Герои кинокартин Фабри и Стивенса долго не смогут дать себе ответа на вопрос: кто же они на самом деле – палачи или жертвы, виновны они или им не в чем себя упрекнуть; наконец, чиста ли их совесть не только перед людьми, но и перед Богом? Но если герой фильма Стивенса успевает дать ответ, его перестают устраивать бесконечные и уже бессмысленные оправдания, то ответ героя картины Фабри остается за кадром. Да и мы, зрители, вряд ли готовы выступить прокурорами по «делу» часовщика Дюрицы. Все мы проходим по этому «делу» свидетелями. И лишь где-то в глубине души звучит ничем не заглушаемый голос, который настойчиво повторяет: «С дьяволом сделок не заключают».

Мы сосредоточили наше внимание на визуализации присутствия видимых вещей, на описании «нижних» пластов реальности, которые образуют феноменальную составляющую символа. Однако черта, за которой видимая вещь становится невидимой, размыта. Да и не существует, выражаясь философским языком, различия между сущностью и явлением, а выражаясь языком богословским, не существует различия между сущностью и энергией в минуту высшего созерцания. Существует – в эти минуты и часы – лишь Единое, лишь наша общая с Богом и друг с другом жизнь в ее непостижимом течении.

Имея дело с одухотворенным киноизображением, мы всякий раз оказываемся на пороге видимого мира, за которым начинается мир незримый. Порог этот сам по себе не ясен. И прежде всего он ускользает не от нашего слишком зоркого глаза, а от нашего растекающегося по поверхности воображения. А вот глубокое сердце, помимо нашей воли, этот порог нащупывает, хотя и не в состоянии его описать. Здесь уместно было бы привести выражение священномученика Иринея Лионского: «Человек не может видеть Бога, но Бог может являться людям, когда Он хочет и как Он хочет»[121]. И тогда внешние оболочки вещей – лицо, закат, морской вал, сухое дерево, листья на ветру становятся проводниками в сердцевину мира, в тайну тайн.

Трансцендентально ориентированный авторский кинематограф подобен ромеровскому зеленому лучу, который обязательно должен вспыхнуть на диске заходящего солнца, стать неким видимым доказательством невидимого мира. Но наряду с этим не менее ценно в экранной истории то, что живет своей невыразимой жизнью за границей кадра.

> [ЗАДАНИЕ 1]: Воспроизведите без изменений ту часть записей, которая начинается со строки, содержащей "</instance>", и заканчивается строкой, содержащей "negative clicks: (956, 940)", включая обе эти строки.
Текст и записи никак не связаны друг с другом.

Записи из набора данных
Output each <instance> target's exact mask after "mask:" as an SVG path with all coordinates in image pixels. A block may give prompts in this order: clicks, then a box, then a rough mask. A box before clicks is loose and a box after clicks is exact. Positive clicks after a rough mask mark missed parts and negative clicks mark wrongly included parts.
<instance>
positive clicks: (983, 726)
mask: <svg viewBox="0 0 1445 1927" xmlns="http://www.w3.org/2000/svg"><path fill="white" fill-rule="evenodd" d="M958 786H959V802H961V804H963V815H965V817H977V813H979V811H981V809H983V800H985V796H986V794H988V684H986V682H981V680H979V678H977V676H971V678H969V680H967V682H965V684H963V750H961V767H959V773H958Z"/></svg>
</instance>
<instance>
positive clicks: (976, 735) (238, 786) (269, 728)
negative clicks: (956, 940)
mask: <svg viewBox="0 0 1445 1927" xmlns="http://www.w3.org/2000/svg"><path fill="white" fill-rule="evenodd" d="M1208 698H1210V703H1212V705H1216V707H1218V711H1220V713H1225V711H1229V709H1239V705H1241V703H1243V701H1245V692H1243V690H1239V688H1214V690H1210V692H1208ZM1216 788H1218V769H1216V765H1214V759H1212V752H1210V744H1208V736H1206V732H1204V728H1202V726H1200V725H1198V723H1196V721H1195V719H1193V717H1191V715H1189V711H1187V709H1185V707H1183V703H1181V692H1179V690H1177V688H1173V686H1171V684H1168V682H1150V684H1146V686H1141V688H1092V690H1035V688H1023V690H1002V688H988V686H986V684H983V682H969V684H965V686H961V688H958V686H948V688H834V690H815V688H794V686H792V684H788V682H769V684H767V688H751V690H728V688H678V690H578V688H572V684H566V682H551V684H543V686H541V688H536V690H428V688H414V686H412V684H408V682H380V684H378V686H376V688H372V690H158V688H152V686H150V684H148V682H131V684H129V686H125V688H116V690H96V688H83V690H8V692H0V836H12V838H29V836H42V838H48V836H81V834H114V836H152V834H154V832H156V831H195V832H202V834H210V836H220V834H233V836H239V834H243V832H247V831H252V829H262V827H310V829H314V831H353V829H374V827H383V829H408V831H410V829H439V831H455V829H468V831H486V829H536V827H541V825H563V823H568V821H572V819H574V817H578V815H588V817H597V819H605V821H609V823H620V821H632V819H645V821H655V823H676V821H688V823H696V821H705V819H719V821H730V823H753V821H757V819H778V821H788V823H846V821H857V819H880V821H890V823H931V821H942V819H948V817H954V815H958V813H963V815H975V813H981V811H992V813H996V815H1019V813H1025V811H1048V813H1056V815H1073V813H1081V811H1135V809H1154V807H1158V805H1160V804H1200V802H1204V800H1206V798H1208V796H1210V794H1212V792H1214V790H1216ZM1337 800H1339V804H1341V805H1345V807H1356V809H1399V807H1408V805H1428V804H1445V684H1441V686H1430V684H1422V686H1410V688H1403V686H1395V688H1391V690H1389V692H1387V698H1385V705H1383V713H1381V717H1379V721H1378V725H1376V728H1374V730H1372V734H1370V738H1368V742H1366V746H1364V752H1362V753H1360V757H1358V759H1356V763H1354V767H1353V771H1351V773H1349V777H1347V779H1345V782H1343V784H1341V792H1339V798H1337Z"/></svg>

> [ЗАДАНИЕ 2]: Приведите заново часть текста о кино, которая начинается со слов "Мы сосредоточили наше" и заканчивается словами "ее непостижимом течении.", заменив в ней "Единое" на "Целое".

> [ПИСЬМЕННЫЙ ОТВЕТ 1]:
</instance>
<instance>
positive clicks: (976, 735) (238, 786) (269, 728)
negative clicks: (956, 940)

> [ПИСЬМЕННЫЙ ОТВЕТ 2]:
Мы сосредоточили наше внимание на визуализации присутствия видимых вещей, на описании «нижних» пластов реальности, которые образуют феноменальную составляющую символа. Однако черта, за которой видимая вещь становится невидимой, размыта. Да и не существует, выражаясь философским языком, различия между сущностью и явлением, а выражаясь языком богословским, не существует различия между сущностью и энергией в минуту высшего созерцания. Существует – в эти минуты и часы – лишь Целое, лишь наша общая с Богом и друг с другом жизнь в ее непостижимом течении.